Provided passage –
Building a Realtime Election Tracker

On January 11th, 2020, Taiwan went to the polls to elect their next President and Legislature. For us at the News Lens, we formed a small team of designers, engineers, and editors to build this year’s election tracker.

Feature Image
Jan 2020

On January 11th, 2020, Taiwan went to the polls to elect their next President and Legislature. In Taiwan’s short history as a democracy, this election was only the 7th presidential election that Taiwan has held, conducted after months of unrest in Hong Kong and an increasing trend of populism around the world. For us at the News Lens, we formed a small team of designers, engineers, and editors to build this year’s election tracker.

2020年1月11號,台灣舉辦了總統立委大選。從台灣民主化到現在的時間不長,這只是第七次總統大選。這段時期,香港正發生反送中事件,以及世界許多國家有往民粹主義發展的趨勢。我和在關鍵評論網的厲害設計師、編輯和產品長藉著這個機會做了一個特別的專題

Product

產品規劃

Before we started planning the technical details, we began by thinking about election coverage as a product: What do readers care about? What are their reading habits / usage patterns? Who is our audience?

開始討論技術的細節之前,我想先從產品的角度來談這個選舉報導專題:我們必須思考我們讀者所最關注的東西、閱讀習慣和他們的背景。按照這些需求,我們設計的頁面是左側的表格與右側的地圖互相連動。上方是整體的總統或立委選情。

Election Tracker Devices

For starters, we expected that 80% of our readers would be accessing our content from a mobile device, and the large majority would be looking for Chinese content, although we would also make a version for our English readers. We knew that we wanted to display the results as close to realtime as we possible could, and knew that we wanted to cover presidential, district legislators, party legislators, and indigenous legislators. We also knew that we wanted to create an experience that gave readers content for before, during, and after the election, and to make content that could be built upon and referenced in the future.

Work order 1 – In the election tracker article, what percentage of readers did the team expect to access the content from a mobile device?

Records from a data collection
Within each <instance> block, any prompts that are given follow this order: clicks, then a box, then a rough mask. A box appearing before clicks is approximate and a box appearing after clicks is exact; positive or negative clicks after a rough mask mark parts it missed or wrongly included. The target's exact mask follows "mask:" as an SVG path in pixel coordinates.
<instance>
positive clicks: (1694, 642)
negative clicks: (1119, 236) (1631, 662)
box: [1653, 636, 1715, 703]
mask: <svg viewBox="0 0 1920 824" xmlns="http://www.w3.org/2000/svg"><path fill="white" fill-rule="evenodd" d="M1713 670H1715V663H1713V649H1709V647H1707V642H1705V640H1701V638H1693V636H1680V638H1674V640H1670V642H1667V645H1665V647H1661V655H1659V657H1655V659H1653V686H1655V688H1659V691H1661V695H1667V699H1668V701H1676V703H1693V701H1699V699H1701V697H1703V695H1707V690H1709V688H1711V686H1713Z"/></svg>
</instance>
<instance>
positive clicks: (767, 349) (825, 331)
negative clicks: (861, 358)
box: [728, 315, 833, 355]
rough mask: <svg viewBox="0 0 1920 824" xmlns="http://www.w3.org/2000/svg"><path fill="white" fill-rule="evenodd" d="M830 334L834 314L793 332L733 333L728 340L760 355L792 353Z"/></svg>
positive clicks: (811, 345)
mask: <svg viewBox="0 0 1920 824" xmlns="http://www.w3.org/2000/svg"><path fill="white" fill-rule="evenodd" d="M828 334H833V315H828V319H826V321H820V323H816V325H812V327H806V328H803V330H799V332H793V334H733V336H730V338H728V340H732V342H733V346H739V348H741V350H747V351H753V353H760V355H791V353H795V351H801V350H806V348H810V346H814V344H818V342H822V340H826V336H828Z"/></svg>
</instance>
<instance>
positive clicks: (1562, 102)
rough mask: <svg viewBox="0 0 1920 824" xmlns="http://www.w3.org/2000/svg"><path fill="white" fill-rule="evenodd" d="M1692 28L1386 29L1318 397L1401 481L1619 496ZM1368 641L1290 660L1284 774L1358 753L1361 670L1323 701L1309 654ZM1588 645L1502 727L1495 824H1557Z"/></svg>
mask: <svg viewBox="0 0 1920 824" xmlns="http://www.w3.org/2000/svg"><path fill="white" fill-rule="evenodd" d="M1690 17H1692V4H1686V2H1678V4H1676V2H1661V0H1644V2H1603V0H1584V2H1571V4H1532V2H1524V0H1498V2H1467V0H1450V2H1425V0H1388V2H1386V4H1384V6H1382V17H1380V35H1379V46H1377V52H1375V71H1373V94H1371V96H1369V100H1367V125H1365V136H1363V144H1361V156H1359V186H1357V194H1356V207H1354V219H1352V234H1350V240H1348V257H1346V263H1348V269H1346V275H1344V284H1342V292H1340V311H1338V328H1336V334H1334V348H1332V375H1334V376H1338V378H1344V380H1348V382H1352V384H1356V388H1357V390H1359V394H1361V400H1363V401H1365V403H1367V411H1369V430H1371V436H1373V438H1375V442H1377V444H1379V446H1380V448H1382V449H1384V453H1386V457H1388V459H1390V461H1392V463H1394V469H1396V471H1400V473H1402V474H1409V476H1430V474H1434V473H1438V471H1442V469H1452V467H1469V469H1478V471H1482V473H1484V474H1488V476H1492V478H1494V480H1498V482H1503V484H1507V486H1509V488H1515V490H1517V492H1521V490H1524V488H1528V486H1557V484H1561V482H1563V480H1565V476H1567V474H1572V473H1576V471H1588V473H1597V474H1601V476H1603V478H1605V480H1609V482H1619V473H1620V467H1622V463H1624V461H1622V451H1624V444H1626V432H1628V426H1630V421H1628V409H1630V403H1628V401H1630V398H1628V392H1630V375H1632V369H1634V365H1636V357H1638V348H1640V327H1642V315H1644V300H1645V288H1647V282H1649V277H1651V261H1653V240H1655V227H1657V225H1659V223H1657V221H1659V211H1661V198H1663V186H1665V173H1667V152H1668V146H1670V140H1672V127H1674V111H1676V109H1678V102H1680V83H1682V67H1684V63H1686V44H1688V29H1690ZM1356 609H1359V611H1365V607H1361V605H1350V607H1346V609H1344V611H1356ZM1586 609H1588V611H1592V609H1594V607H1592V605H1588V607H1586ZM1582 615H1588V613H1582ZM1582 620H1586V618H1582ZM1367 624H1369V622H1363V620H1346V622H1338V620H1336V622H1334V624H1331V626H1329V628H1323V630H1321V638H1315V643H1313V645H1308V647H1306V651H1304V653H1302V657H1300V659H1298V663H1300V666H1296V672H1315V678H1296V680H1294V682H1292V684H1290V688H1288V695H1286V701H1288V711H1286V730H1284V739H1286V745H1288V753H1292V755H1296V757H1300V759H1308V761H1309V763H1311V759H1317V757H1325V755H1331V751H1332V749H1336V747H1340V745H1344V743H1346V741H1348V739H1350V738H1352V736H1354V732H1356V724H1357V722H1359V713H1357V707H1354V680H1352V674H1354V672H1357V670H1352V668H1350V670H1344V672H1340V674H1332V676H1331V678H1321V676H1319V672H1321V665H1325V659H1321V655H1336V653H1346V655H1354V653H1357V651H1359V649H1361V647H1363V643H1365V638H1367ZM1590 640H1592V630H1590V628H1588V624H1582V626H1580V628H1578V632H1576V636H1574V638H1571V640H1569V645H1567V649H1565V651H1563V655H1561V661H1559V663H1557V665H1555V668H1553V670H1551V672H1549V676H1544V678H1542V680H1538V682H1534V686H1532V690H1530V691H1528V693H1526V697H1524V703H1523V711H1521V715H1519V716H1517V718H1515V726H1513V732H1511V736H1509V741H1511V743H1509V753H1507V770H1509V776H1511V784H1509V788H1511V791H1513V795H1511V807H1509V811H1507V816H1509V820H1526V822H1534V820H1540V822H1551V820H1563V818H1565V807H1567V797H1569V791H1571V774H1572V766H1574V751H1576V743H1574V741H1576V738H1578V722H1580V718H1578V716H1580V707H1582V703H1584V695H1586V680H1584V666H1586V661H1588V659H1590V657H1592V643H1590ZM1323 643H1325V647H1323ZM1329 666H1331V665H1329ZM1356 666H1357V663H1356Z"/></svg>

Work order 2 – Return the lines of the records exactly, beginning at their first line and continuing through the line that contains "box: [1653, 636, 1715, 703]".

Your solution 1 – 80%

Your solution 2 –
Within each <instance> block, any prompts that are given follow this order: clicks, then a box, then a rough mask. A box appearing before clicks is approximate and a box appearing after clicks is exact; positive or negative clicks after a rough mask mark parts it missed or wrongly included. The target's exact mask follows "mask:" as an SVG path in pixel coordinates.
<instance>
positive clicks: (1694, 642)
negative clicks: (1119, 236) (1631, 662)
box: [1653, 636, 1715, 703]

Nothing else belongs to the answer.